→ **RECORDS FOR THE EXERCISE**
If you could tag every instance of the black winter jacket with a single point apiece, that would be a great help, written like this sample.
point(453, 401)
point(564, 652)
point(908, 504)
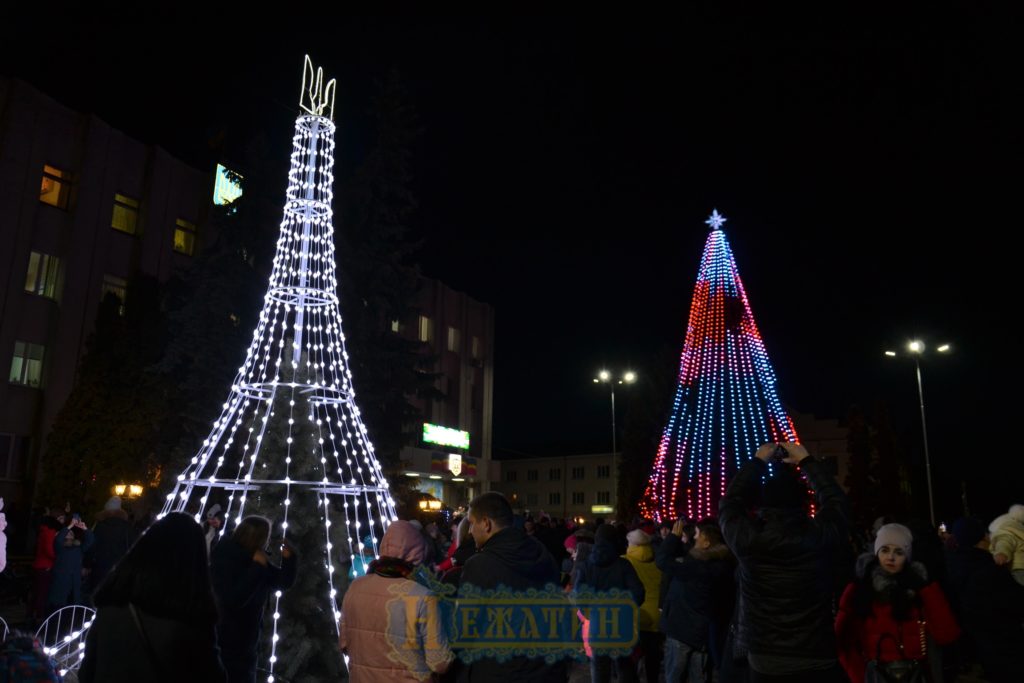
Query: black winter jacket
point(606, 569)
point(697, 588)
point(785, 567)
point(115, 651)
point(513, 560)
point(242, 587)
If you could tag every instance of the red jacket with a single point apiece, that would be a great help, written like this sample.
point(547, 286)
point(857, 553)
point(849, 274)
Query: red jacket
point(44, 548)
point(858, 637)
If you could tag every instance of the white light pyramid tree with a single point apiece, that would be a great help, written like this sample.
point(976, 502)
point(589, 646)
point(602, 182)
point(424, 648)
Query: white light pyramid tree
point(290, 436)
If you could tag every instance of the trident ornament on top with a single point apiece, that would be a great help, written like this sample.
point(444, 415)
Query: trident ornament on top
point(314, 98)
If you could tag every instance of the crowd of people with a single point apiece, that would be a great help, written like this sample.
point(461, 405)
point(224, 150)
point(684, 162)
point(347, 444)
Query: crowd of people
point(765, 592)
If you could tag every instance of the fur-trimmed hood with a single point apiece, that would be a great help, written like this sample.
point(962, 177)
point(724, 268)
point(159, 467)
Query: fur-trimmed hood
point(883, 583)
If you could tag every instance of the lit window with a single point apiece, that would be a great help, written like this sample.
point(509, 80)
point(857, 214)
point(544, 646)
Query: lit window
point(426, 329)
point(184, 237)
point(118, 287)
point(125, 214)
point(27, 366)
point(43, 275)
point(453, 339)
point(55, 187)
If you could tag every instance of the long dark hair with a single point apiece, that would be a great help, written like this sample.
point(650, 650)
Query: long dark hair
point(165, 573)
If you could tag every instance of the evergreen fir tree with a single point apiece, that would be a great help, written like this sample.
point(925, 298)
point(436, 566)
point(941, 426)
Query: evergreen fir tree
point(109, 429)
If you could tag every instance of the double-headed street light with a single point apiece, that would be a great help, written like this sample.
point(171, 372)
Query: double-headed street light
point(915, 349)
point(607, 378)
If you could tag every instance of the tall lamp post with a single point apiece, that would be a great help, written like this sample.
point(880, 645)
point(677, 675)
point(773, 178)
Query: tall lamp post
point(607, 378)
point(915, 348)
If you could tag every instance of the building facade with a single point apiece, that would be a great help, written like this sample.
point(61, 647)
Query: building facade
point(83, 208)
point(579, 486)
point(452, 459)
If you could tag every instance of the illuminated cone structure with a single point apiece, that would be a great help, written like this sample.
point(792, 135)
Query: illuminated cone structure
point(290, 436)
point(725, 406)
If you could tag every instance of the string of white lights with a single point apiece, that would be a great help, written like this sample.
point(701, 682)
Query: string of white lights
point(298, 354)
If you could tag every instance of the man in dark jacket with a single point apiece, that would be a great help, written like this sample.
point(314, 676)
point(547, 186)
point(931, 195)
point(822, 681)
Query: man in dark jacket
point(243, 579)
point(114, 536)
point(785, 563)
point(698, 600)
point(987, 602)
point(606, 569)
point(507, 559)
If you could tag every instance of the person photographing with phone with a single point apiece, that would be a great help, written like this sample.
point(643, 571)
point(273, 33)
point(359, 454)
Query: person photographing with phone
point(70, 546)
point(785, 560)
point(243, 579)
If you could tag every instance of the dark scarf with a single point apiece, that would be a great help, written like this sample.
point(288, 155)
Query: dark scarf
point(877, 585)
point(391, 567)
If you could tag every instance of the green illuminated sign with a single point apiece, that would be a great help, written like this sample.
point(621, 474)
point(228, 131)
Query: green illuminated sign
point(444, 436)
point(226, 187)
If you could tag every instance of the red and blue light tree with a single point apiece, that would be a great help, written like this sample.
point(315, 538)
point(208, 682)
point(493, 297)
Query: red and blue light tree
point(726, 403)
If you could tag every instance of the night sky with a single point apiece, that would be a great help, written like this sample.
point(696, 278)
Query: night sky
point(869, 169)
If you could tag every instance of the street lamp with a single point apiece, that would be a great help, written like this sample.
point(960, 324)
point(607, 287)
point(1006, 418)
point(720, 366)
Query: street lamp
point(628, 377)
point(915, 348)
point(607, 378)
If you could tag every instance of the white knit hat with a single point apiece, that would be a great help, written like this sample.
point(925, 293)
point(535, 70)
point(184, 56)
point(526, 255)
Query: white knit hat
point(894, 535)
point(1017, 513)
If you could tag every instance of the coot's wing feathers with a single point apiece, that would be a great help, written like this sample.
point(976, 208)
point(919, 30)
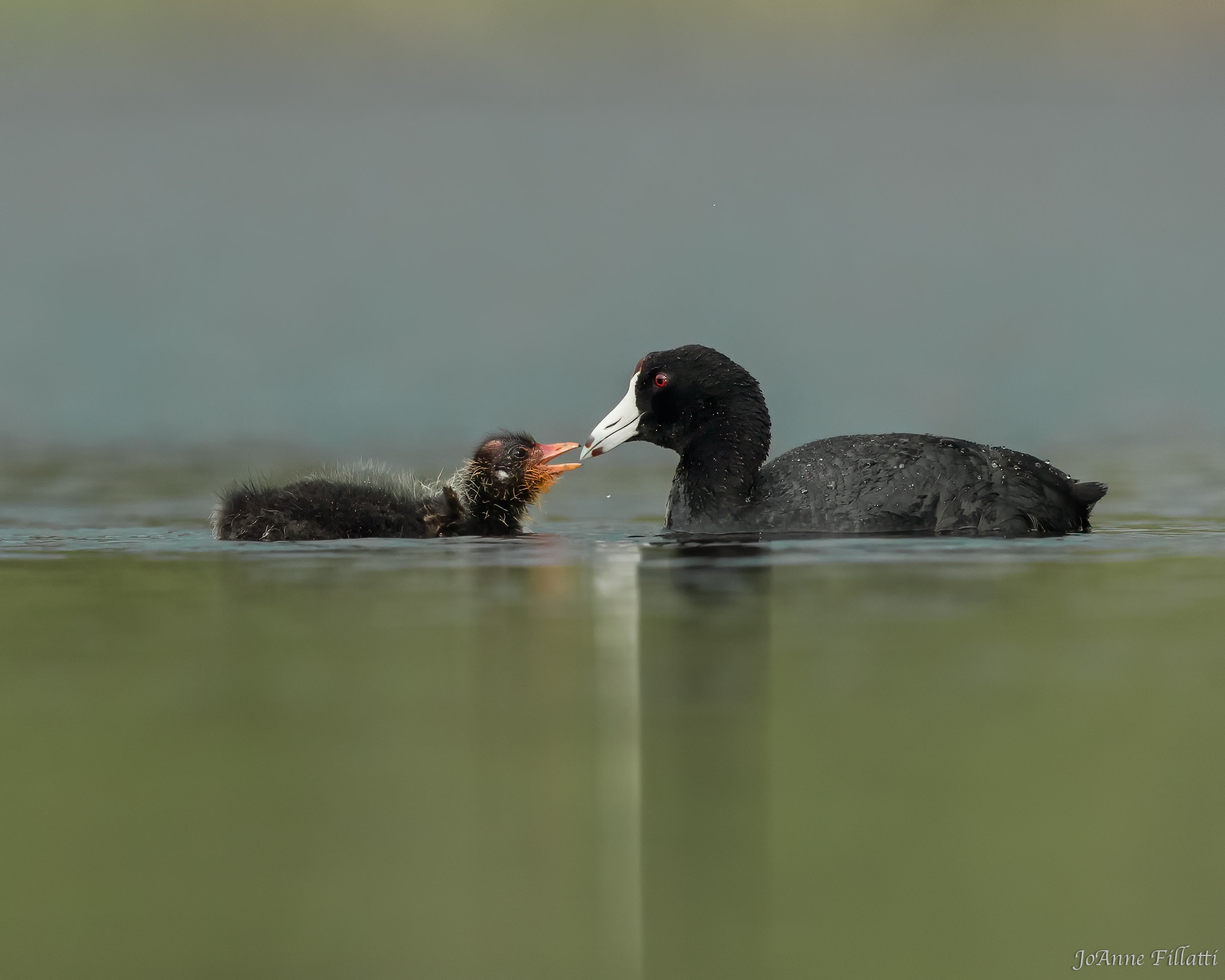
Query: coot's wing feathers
point(326, 509)
point(917, 483)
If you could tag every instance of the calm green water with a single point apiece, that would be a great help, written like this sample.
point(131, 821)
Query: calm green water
point(594, 754)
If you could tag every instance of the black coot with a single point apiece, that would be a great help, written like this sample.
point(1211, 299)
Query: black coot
point(488, 495)
point(711, 411)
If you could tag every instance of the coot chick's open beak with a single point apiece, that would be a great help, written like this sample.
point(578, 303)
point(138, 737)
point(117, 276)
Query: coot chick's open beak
point(543, 473)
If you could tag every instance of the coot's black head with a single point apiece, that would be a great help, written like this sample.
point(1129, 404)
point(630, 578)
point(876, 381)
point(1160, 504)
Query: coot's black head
point(680, 396)
point(513, 469)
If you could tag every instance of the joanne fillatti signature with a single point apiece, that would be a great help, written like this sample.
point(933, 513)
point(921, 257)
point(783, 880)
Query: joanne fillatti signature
point(1180, 956)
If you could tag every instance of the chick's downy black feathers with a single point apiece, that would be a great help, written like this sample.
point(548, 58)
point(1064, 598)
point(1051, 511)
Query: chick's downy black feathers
point(489, 495)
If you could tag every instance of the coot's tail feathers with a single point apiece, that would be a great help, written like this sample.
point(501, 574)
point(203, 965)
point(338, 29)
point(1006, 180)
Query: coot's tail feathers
point(1087, 494)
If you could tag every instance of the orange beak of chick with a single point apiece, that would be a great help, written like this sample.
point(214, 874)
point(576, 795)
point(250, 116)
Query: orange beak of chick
point(549, 472)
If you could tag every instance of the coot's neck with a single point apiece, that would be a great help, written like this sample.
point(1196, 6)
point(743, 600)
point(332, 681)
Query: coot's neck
point(720, 467)
point(484, 511)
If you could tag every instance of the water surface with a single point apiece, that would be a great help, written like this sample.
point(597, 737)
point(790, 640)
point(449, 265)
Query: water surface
point(593, 752)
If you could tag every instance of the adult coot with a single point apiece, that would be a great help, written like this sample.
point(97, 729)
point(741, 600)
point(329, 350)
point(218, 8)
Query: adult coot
point(488, 495)
point(711, 411)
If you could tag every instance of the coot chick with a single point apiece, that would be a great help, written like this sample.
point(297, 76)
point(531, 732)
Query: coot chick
point(488, 495)
point(711, 411)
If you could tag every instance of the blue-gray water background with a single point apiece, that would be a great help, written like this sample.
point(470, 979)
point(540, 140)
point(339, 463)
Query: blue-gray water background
point(591, 752)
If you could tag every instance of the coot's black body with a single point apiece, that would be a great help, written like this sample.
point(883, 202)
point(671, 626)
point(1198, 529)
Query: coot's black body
point(711, 411)
point(488, 496)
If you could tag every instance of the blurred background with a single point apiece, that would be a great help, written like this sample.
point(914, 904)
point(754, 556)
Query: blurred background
point(357, 226)
point(249, 238)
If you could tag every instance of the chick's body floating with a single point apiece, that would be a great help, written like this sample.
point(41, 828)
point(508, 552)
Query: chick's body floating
point(488, 495)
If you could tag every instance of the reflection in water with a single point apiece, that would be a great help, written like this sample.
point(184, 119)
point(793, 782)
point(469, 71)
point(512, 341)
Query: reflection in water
point(620, 760)
point(705, 682)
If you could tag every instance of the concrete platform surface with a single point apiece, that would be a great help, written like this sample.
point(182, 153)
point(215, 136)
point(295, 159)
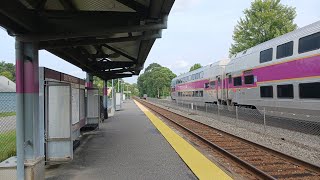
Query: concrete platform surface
point(127, 146)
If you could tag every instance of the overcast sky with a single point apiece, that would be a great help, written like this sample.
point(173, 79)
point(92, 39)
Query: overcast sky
point(199, 31)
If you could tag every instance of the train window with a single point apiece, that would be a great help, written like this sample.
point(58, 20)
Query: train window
point(249, 79)
point(309, 43)
point(285, 50)
point(285, 91)
point(266, 55)
point(309, 90)
point(266, 91)
point(200, 93)
point(237, 81)
point(212, 84)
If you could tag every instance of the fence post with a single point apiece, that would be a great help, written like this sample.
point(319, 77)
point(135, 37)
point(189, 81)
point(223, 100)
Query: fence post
point(237, 115)
point(206, 107)
point(264, 119)
point(218, 111)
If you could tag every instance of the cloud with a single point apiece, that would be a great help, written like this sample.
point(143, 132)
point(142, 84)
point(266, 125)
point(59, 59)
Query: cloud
point(181, 5)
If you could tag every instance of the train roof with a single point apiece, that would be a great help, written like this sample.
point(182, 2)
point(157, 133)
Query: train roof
point(312, 28)
point(222, 62)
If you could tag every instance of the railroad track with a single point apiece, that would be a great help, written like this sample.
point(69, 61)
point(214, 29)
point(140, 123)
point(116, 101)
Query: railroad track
point(262, 162)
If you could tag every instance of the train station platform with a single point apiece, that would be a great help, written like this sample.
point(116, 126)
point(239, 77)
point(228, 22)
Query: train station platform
point(126, 146)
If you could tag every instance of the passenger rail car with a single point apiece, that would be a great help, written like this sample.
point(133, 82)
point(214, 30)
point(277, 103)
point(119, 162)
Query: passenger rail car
point(280, 75)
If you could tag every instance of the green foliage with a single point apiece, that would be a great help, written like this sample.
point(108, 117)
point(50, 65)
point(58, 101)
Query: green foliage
point(7, 145)
point(195, 66)
point(264, 20)
point(8, 70)
point(155, 81)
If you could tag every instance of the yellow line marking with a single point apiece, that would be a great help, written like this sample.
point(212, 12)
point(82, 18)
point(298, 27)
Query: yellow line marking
point(202, 167)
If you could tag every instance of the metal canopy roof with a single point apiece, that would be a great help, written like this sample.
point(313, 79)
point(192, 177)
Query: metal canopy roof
point(108, 38)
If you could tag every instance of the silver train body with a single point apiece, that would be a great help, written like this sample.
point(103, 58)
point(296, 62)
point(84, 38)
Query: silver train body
point(280, 76)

→ **WHAT YOU WILL DO**
Using the data above, print exactly the lines from the line that contains "If you could tag every instance of the chick's body" through the line that contains "point(184, 119)", with both included.

→ **EXPECTED ANSWER**
If you could tag every instance of the chick's body floating with a single point apiece, that would be a great help, written like this sample.
point(41, 828)
point(508, 552)
Query: chick's body floating
point(488, 495)
If you could tag every instance of the reflection in water with a single point apiece, that would be a great help, written like this sample.
point(184, 119)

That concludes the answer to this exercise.